### [Description of the task]
Repeat word for word the lines below, from the line with "# Task: locate the runway in this image" to the line with "top-left (23, 93), bottom-right (27, 97)", including both of those lines.
________________
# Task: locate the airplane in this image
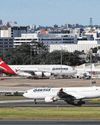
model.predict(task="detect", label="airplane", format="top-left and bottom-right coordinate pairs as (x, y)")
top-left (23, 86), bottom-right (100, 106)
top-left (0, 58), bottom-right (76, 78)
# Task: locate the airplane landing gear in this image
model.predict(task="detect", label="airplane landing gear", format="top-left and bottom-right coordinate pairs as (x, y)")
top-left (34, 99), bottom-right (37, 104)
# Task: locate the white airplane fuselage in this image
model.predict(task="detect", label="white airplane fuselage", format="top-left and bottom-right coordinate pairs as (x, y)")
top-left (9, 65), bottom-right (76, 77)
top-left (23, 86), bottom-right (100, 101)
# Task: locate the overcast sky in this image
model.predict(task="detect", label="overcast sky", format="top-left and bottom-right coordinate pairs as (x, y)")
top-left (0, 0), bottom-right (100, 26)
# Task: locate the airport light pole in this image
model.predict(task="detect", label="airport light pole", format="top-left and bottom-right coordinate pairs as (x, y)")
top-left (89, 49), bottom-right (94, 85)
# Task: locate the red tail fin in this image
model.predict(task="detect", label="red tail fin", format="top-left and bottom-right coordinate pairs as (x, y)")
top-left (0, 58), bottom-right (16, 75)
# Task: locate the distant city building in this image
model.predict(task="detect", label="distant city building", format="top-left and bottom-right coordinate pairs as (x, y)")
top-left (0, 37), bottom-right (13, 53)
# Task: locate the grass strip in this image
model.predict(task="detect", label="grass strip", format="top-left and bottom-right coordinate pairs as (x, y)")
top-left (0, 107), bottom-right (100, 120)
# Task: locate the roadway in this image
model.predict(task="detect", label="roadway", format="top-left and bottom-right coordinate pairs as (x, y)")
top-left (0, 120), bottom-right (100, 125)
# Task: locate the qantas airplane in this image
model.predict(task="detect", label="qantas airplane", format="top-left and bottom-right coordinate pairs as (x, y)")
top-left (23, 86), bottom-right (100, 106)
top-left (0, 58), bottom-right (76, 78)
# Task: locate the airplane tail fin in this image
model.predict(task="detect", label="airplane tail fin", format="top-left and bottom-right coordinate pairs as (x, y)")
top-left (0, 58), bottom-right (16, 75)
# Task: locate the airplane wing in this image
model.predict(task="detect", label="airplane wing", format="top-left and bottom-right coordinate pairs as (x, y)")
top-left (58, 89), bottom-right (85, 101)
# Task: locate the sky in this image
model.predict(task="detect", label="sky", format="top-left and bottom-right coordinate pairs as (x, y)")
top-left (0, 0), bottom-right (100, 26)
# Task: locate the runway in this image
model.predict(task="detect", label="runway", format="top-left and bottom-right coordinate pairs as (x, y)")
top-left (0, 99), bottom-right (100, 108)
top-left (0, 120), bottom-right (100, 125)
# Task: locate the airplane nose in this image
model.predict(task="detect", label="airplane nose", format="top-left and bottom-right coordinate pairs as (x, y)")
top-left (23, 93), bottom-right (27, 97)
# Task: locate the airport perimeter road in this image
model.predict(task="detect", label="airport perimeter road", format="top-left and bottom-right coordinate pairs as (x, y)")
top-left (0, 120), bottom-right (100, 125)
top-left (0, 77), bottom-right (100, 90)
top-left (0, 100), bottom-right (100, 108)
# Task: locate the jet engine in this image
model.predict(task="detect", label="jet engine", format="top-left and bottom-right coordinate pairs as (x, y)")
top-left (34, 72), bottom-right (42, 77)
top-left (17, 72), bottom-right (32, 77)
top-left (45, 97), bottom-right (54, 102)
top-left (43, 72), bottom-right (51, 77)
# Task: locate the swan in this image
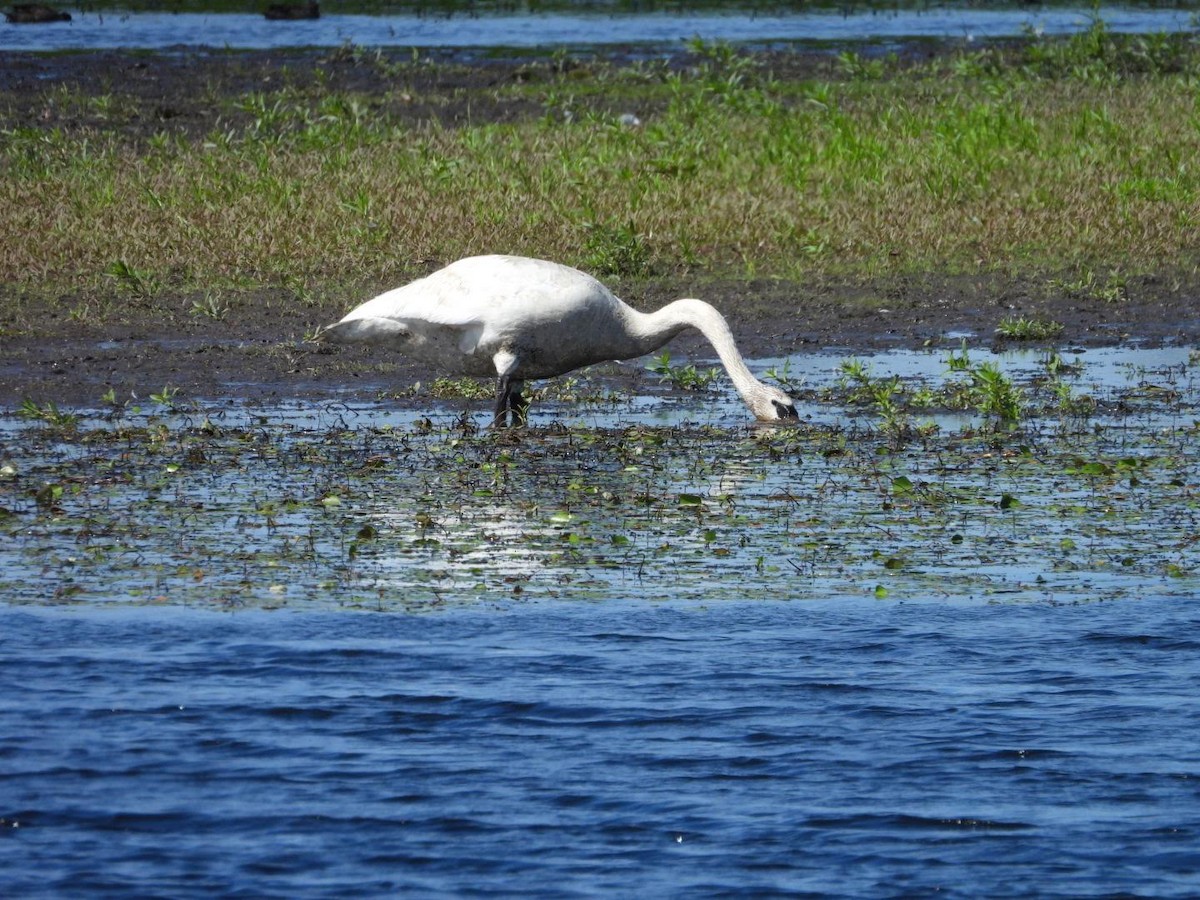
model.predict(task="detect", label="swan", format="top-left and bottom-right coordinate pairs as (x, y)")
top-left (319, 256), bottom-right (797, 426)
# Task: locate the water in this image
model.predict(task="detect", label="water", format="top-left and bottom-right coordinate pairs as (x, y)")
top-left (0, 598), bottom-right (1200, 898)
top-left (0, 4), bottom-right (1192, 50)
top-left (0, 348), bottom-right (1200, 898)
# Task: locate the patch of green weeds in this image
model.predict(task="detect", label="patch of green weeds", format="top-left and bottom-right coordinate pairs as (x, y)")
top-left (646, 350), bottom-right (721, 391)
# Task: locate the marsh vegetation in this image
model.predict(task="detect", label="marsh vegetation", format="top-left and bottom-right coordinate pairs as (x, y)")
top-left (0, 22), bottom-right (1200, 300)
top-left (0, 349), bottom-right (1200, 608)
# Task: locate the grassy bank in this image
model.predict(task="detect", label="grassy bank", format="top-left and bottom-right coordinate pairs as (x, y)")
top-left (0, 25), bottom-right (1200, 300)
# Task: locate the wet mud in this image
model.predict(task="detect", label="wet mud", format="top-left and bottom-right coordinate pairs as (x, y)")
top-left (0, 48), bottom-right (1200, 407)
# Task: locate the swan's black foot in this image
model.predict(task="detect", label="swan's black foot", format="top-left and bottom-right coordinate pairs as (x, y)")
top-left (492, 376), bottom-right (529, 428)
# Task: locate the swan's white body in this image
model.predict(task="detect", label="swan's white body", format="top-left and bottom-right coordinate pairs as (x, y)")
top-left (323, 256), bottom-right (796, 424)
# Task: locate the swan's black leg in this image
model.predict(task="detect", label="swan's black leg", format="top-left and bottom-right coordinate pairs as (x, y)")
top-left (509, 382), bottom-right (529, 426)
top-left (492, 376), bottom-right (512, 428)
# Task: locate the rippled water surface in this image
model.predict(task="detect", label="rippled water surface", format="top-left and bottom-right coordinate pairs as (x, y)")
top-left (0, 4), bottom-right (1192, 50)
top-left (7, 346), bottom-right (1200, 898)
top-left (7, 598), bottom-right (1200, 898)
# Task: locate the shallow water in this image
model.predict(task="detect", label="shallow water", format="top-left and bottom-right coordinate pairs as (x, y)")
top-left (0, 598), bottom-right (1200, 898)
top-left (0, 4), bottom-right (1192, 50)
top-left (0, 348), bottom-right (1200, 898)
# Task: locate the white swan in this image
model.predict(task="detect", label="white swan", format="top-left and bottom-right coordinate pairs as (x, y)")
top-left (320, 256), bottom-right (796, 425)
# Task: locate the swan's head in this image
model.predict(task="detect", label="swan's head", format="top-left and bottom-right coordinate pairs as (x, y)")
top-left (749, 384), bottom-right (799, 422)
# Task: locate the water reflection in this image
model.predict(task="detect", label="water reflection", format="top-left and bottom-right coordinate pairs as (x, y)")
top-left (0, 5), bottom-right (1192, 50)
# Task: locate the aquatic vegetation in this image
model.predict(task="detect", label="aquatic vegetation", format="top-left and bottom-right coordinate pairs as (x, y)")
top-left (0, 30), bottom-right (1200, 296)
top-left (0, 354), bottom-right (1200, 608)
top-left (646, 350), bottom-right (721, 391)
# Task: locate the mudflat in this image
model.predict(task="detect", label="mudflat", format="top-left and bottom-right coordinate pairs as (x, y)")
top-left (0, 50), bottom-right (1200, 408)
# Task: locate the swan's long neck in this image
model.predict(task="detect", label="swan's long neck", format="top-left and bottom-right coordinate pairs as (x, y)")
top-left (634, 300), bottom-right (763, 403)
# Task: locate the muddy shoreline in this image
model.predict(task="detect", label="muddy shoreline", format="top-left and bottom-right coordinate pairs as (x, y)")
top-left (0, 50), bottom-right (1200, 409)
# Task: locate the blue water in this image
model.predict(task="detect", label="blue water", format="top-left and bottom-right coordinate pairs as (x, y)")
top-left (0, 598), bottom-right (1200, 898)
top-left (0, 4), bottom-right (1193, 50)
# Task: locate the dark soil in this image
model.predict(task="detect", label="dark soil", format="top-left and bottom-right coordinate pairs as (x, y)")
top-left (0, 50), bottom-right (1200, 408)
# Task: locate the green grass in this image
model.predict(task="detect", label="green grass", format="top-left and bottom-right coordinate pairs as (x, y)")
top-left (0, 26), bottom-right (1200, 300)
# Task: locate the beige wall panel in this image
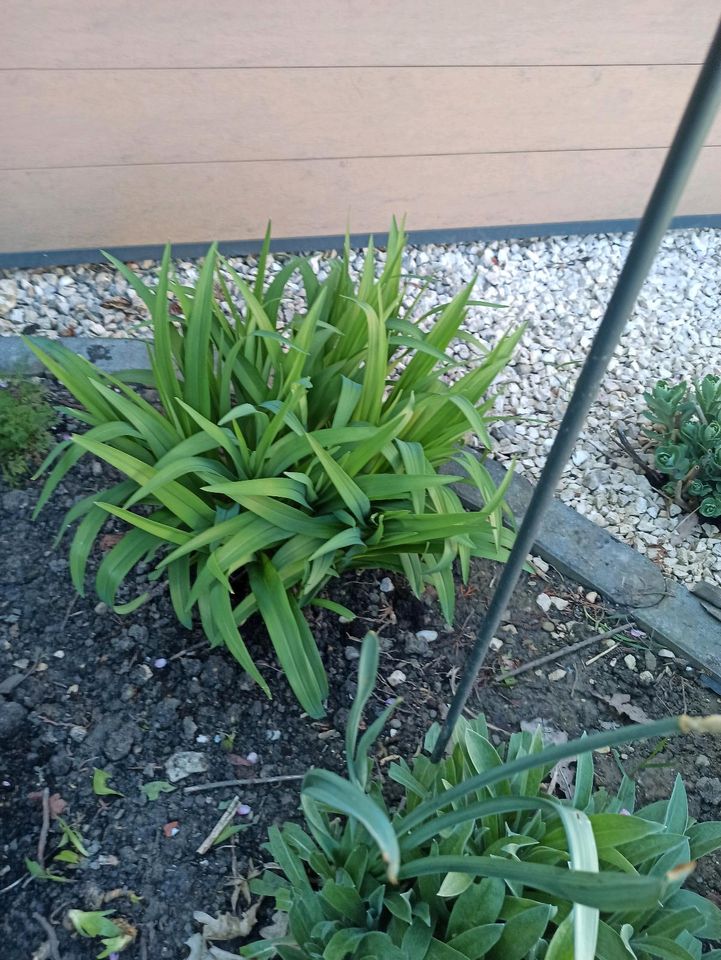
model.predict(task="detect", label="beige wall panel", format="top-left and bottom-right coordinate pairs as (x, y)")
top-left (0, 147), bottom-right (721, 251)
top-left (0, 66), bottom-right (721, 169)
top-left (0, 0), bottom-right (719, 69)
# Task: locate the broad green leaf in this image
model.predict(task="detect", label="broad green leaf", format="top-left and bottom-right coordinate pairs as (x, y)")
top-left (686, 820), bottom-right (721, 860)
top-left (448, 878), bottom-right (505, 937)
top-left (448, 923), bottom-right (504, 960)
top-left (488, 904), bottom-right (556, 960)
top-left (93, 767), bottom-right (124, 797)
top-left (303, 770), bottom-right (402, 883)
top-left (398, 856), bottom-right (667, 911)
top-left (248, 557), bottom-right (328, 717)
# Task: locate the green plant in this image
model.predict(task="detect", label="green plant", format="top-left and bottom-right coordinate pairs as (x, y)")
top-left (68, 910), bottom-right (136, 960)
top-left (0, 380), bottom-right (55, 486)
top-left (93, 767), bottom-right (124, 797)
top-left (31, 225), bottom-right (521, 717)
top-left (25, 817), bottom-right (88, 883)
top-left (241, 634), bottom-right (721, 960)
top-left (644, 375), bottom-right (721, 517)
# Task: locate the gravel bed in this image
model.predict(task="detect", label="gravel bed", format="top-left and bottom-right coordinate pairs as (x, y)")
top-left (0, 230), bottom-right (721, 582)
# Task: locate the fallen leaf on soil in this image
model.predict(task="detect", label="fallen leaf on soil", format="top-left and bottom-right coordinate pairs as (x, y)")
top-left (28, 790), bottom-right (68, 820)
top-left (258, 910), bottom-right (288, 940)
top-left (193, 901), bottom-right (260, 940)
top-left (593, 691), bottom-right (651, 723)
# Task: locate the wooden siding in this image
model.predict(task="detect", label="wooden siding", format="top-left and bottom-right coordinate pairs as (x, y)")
________________
### [Answer to the task]
# Task: locate the runway in this image
model.predict(task="detect", label="runway", format="top-left and bottom-right coordinate pairs as (x, y)")
top-left (0, 99), bottom-right (100, 108)
top-left (0, 120), bottom-right (100, 125)
# Task: locate the airplane nose in this image
model.predict(task="detect", label="airplane nose", format="top-left and bottom-right coordinate pairs as (x, y)")
top-left (23, 93), bottom-right (27, 97)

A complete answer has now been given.